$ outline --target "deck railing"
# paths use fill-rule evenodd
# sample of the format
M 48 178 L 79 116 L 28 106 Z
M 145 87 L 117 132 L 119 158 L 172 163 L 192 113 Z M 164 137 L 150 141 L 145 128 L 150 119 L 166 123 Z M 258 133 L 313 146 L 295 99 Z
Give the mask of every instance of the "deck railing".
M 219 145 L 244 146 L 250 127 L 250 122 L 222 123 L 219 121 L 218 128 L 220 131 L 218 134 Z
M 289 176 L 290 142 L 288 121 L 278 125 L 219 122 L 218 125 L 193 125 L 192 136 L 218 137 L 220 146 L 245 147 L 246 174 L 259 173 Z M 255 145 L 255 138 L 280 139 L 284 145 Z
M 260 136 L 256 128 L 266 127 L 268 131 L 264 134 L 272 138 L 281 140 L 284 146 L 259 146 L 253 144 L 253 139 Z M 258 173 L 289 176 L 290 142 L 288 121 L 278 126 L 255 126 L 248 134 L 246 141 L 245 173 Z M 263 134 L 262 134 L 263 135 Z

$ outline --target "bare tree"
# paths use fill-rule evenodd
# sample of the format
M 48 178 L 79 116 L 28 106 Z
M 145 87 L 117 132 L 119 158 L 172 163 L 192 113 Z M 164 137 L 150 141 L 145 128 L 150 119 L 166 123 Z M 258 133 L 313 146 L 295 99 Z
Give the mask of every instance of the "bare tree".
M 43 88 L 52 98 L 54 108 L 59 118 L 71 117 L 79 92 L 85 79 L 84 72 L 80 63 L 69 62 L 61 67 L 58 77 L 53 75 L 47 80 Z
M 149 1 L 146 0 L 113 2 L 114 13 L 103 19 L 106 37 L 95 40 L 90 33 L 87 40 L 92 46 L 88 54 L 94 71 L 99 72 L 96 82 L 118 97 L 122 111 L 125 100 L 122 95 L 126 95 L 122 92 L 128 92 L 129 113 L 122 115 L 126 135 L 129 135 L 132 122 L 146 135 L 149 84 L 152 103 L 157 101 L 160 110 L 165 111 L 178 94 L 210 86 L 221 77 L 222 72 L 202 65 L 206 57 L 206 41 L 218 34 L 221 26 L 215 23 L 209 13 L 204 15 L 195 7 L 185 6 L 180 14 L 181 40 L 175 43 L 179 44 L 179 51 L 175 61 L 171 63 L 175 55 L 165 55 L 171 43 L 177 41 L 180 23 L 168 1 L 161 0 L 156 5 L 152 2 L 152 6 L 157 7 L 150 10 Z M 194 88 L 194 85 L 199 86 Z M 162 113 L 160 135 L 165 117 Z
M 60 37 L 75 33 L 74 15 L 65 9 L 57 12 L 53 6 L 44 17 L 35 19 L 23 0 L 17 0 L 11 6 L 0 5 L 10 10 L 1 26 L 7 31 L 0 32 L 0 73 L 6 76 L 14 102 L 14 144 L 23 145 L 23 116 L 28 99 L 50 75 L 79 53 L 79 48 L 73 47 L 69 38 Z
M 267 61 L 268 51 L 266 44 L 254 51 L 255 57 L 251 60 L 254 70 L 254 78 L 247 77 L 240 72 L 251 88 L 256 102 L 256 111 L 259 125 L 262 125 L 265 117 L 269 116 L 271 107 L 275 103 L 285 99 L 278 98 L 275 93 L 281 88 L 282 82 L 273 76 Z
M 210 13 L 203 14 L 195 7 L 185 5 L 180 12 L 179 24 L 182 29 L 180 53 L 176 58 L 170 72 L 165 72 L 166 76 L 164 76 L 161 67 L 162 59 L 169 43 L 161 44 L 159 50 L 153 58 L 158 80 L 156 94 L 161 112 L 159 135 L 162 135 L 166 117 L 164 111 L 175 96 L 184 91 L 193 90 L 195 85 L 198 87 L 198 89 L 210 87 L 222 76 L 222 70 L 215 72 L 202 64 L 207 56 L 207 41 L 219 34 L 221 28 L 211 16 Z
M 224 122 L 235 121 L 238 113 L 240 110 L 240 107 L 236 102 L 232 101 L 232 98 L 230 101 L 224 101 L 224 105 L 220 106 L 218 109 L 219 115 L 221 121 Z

====

| What you should do |
Reproduce all of the data above line for line, without changing anything.

| Final result |
$ outline --target "deck railing"
# paths use fill-rule evenodd
# sample of the format
M 48 178 L 79 116 L 28 106 Z
M 145 87 L 117 132 L 119 158 L 172 163 L 192 113 Z M 164 137 L 150 141 L 145 128 L 150 119 L 166 123 Z M 258 133 L 313 146 L 295 99 Z
Give the mask of every instance of the "deck railing".
M 219 145 L 244 146 L 250 127 L 250 122 L 222 123 L 219 121 L 218 128 L 220 131 L 218 134 Z
M 289 176 L 290 142 L 288 121 L 278 125 L 219 122 L 218 125 L 193 125 L 192 136 L 218 137 L 220 146 L 245 147 L 246 174 L 259 173 Z M 255 145 L 255 138 L 280 139 L 284 145 Z
M 260 136 L 256 128 L 266 127 L 268 131 L 264 134 L 272 138 L 281 140 L 284 146 L 259 146 L 253 144 L 253 139 Z M 258 173 L 289 176 L 290 142 L 288 121 L 278 126 L 255 126 L 248 134 L 246 141 L 245 173 Z M 263 134 L 262 134 L 263 135 Z

$ outline --target "bare tree"
# paths use fill-rule evenodd
# sample of the format
M 48 178 L 79 116 L 28 106 Z
M 145 87 L 117 132 L 119 158 L 172 163 L 192 113 Z M 164 137 L 150 141 L 145 128 L 150 119 L 166 123 Z M 258 133 L 313 146 L 295 99 Z
Give the mask of every instance of the "bare tree".
M 43 88 L 52 98 L 54 108 L 59 118 L 71 117 L 79 92 L 85 79 L 84 72 L 80 63 L 69 62 L 61 67 L 58 77 L 53 75 L 47 80 Z
M 149 1 L 146 0 L 113 2 L 114 13 L 103 19 L 106 37 L 95 40 L 90 33 L 87 40 L 92 46 L 88 54 L 94 71 L 99 72 L 96 82 L 118 97 L 122 111 L 125 100 L 122 95 L 126 95 L 122 92 L 128 92 L 129 113 L 122 115 L 126 135 L 129 135 L 132 122 L 146 135 L 149 84 L 152 103 L 157 101 L 160 110 L 165 111 L 178 94 L 210 86 L 221 77 L 222 72 L 202 65 L 206 57 L 206 41 L 218 34 L 221 26 L 215 23 L 209 13 L 204 15 L 195 7 L 185 6 L 180 14 L 181 40 L 175 43 L 179 44 L 179 51 L 175 61 L 171 63 L 175 55 L 165 55 L 171 43 L 177 41 L 180 23 L 168 1 L 161 0 L 156 5 L 152 2 L 152 6 L 157 7 L 150 10 Z M 194 88 L 194 85 L 199 86 Z M 162 113 L 160 135 L 165 117 Z
M 60 37 L 75 33 L 74 15 L 65 9 L 57 12 L 53 6 L 44 17 L 35 19 L 23 0 L 17 0 L 11 6 L 0 5 L 10 10 L 1 26 L 7 31 L 0 32 L 0 73 L 6 76 L 14 102 L 14 144 L 23 145 L 23 116 L 28 99 L 50 75 L 79 53 L 79 48 L 73 47 L 69 38 Z
M 267 61 L 268 51 L 266 44 L 254 51 L 255 57 L 251 60 L 254 70 L 254 78 L 247 77 L 240 72 L 251 88 L 256 102 L 256 111 L 259 125 L 262 125 L 265 117 L 269 116 L 271 107 L 275 103 L 285 99 L 278 98 L 275 93 L 281 88 L 282 82 L 273 76 Z
M 210 13 L 203 14 L 195 7 L 185 5 L 180 12 L 179 24 L 182 29 L 180 53 L 176 58 L 170 72 L 165 72 L 166 76 L 164 76 L 161 67 L 162 59 L 169 43 L 161 44 L 159 50 L 153 58 L 158 80 L 156 94 L 161 112 L 159 135 L 162 135 L 166 117 L 164 111 L 175 96 L 184 91 L 193 90 L 195 85 L 198 87 L 198 89 L 210 87 L 222 76 L 222 70 L 215 72 L 202 64 L 207 56 L 207 41 L 219 34 L 221 28 L 211 16 Z
M 224 122 L 235 121 L 238 113 L 240 110 L 240 107 L 236 102 L 232 101 L 232 98 L 230 101 L 224 101 L 224 105 L 220 106 L 218 109 L 219 115 L 221 121 Z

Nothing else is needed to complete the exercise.